───── DATA ROWS ─────

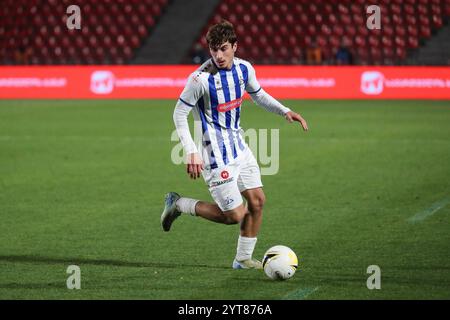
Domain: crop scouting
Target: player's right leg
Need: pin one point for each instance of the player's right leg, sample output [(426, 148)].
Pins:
[(175, 205)]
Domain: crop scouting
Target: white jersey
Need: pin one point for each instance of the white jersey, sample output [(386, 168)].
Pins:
[(216, 98)]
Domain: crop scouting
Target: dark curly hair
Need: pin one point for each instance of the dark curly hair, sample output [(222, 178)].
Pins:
[(221, 33)]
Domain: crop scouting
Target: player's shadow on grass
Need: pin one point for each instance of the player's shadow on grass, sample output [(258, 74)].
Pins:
[(101, 262)]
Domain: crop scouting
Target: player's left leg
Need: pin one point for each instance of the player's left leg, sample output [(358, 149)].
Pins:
[(250, 186), (252, 221)]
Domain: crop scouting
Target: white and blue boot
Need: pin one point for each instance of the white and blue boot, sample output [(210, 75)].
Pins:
[(170, 212)]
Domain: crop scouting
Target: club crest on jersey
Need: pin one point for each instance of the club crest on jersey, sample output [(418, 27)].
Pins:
[(224, 174), (227, 106)]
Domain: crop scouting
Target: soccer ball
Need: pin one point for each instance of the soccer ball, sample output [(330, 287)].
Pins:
[(280, 263)]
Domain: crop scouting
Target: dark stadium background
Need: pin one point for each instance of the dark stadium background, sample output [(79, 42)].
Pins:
[(85, 146)]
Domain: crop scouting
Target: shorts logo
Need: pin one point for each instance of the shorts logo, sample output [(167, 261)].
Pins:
[(224, 174), (221, 182)]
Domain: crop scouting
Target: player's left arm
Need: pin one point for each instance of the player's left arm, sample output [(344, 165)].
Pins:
[(265, 100), (269, 103)]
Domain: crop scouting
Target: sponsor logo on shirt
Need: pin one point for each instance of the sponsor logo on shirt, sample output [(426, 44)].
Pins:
[(227, 106), (224, 174)]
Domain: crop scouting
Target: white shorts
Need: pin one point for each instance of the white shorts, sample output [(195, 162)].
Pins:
[(226, 183)]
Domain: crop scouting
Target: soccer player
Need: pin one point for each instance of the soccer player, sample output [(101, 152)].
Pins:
[(214, 94)]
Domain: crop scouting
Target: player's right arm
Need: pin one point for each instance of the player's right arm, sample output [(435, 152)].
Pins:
[(189, 97)]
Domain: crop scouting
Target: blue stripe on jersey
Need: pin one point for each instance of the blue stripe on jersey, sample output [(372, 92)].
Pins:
[(255, 91), (226, 93), (188, 104), (215, 115), (206, 139), (237, 88), (244, 73)]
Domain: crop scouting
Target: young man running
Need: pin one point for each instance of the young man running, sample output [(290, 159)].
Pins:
[(214, 94)]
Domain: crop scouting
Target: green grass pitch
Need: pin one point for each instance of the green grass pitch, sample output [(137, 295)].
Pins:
[(82, 183)]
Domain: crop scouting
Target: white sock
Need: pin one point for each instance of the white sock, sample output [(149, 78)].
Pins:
[(245, 248), (187, 205)]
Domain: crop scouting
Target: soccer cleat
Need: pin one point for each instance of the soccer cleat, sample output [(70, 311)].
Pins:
[(170, 212), (247, 264)]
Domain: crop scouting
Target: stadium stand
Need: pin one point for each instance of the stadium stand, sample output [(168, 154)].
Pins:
[(286, 29), (269, 31), (35, 31)]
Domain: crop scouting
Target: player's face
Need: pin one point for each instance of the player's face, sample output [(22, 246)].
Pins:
[(223, 55)]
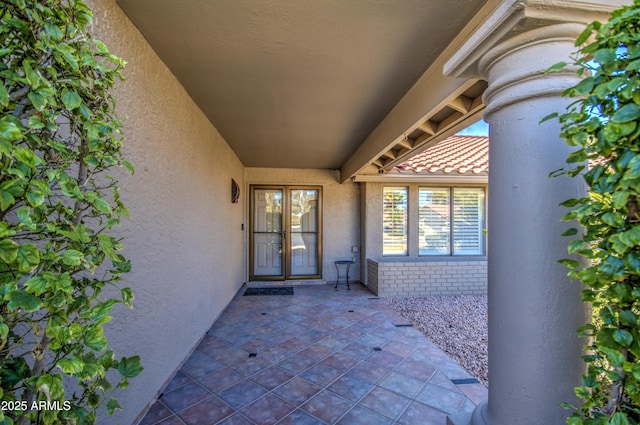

─────

**WHAT IS BEING ASKED:**
Copy the listing word for word from its start through the line that holds "[(250, 186), (252, 221)]", with both ends included. Leave out any pictures.

**ANSWER TO THIS EXERCISE:**
Domain: crop scouting
Target: player's right leg
Need: pin one point for each instance of the player's right leg, sample output [(426, 148)].
Pins:
[(175, 205)]
Domain: crop scouting
Target: white jersey
Need: pin one point for each instance of the white jersey, sample output [(386, 168)].
Pins:
[(216, 98)]
Domain: crop scouting
Target: dark curly hair
Need: pin one point for each instance of the dark curly hair, sample output [(222, 178)].
Pins:
[(221, 33)]
Domain: crop scouting
Target: player's shadow on grass
Need: pin one point for each instance of the player's shadow on grass, sample output [(258, 74)].
Pins:
[(101, 262)]
Domain: crop scouting
Target: player's left leg
Need: pin one point for each instance of the player's left leg, sample output [(358, 149)].
Pins:
[(250, 186), (252, 221)]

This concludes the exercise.